▸ **Brief 1**
According to the passage about Killick Millard, in what year did he argue that the "feeble-minded and mentally deficient" should be sterilized?
▸ **Brief 2**
Reproduce word for word the part of the passage about Killick Millard starting with "Millard is said" and going on through "of the race’.".

▸ **Selected text**
◇ ◇ ◇ ◇ ◇

Alex Schadenberg
Executive Director, Euthanasia Prevention Coalition
Scotland’s media class seems quite happy to spare prominent groups on the other side of the assisted-suicide debate from scrutiny. The Record, for instance, has failed to mention that Dignity in Dying, the group leading the charge for assisted suicide in the UK, was founded and funded by eugenicist politician Killick Millard.
Millard is said to have been ‘informed by a coherent philosophy… underpinned by eugenic ideas about the importance of maintaining the calibre of the racial stock’. He was what, in modern terms, we might call ‘ableist’, arguing in 1931 that the ‘feeble-minded and mentally deficient’ – those with mental-health problems – ‘should be sterilised’.
And he was also anti-working class. In 1911, in an essay on poverty, Millard celebrated the fact that ‘slum dwellers’ had a high rate of infant mortality, stating that ‘this consideration goes a long way towards allaying the fear that the falling birth-rate of the superior classes, and the comparatively high birth-rate of the very lowest class, threatens the quality of the race’.

◇ ◇ ◇ ◇ ◇

▸ **Data for analysis**
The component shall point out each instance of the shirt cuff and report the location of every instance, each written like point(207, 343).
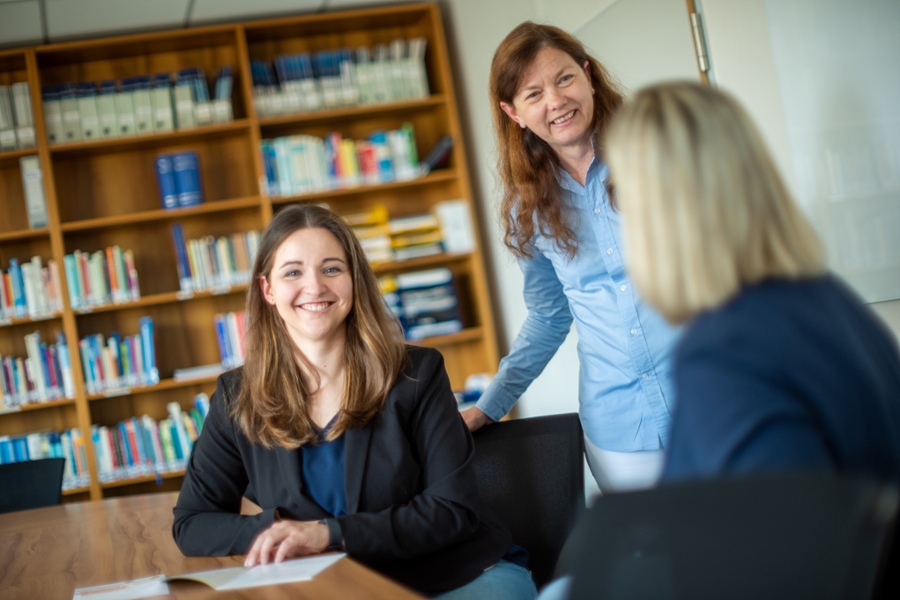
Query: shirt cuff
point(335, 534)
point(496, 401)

◇ ◇ ◇ ◇ ◇

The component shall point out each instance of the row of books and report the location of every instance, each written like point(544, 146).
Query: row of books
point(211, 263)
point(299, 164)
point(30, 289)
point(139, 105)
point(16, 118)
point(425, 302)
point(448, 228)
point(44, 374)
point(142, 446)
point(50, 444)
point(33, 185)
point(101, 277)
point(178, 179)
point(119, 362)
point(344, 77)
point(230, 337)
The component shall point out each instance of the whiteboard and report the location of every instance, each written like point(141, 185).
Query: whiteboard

◇ ◇ ◇ ◇ ◇

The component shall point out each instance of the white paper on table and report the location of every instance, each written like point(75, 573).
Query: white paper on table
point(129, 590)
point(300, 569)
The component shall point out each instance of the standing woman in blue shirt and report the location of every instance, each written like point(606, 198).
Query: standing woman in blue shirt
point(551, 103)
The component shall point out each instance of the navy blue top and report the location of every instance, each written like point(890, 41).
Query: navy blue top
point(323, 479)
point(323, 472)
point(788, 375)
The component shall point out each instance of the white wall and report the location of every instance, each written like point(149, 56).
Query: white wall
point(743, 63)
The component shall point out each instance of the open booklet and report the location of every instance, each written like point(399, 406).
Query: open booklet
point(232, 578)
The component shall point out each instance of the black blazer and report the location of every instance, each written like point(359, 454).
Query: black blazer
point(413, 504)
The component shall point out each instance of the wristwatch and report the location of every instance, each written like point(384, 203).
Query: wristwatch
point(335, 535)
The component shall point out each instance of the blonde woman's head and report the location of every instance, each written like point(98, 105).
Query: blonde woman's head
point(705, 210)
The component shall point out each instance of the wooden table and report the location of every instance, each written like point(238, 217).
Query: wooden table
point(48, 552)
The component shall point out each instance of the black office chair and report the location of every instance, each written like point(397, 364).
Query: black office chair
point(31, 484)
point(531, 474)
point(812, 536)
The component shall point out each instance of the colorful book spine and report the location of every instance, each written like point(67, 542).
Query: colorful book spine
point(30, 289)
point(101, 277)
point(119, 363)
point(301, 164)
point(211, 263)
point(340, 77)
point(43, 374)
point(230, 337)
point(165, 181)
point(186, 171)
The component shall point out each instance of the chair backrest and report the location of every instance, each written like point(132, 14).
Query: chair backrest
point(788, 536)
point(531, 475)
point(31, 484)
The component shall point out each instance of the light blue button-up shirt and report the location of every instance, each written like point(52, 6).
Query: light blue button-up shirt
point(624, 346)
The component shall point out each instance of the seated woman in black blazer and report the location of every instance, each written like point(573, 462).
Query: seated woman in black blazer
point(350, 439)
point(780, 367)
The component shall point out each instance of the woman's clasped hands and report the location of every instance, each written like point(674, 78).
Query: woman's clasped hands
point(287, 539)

◇ ◇ ◇ ◇ ◇

▸ **Exercise output 1**
1931

▸ **Exercise output 2**
Millard is said to have been ‘informed by a coherent philosophy… underpinned by eugenic ideas about the importance of maintaining the calibre of the racial stock’. He was what, in modern terms, we might call ‘ableist’, arguing in 1931 that the ‘feeble-minded and mentally deficient’ – those with mental-health problems – ‘should be sterilised’.
And he was also anti-working class. In 1911, in an essay on poverty, Millard celebrated the fact that ‘slum dwellers’ had a high rate of infant mortality, stating that ‘this consideration goes a long way towards allaying the fear that the falling birth-rate of the superior classes, and the comparatively high birth-rate of the very lowest class, threatens the quality of the race’.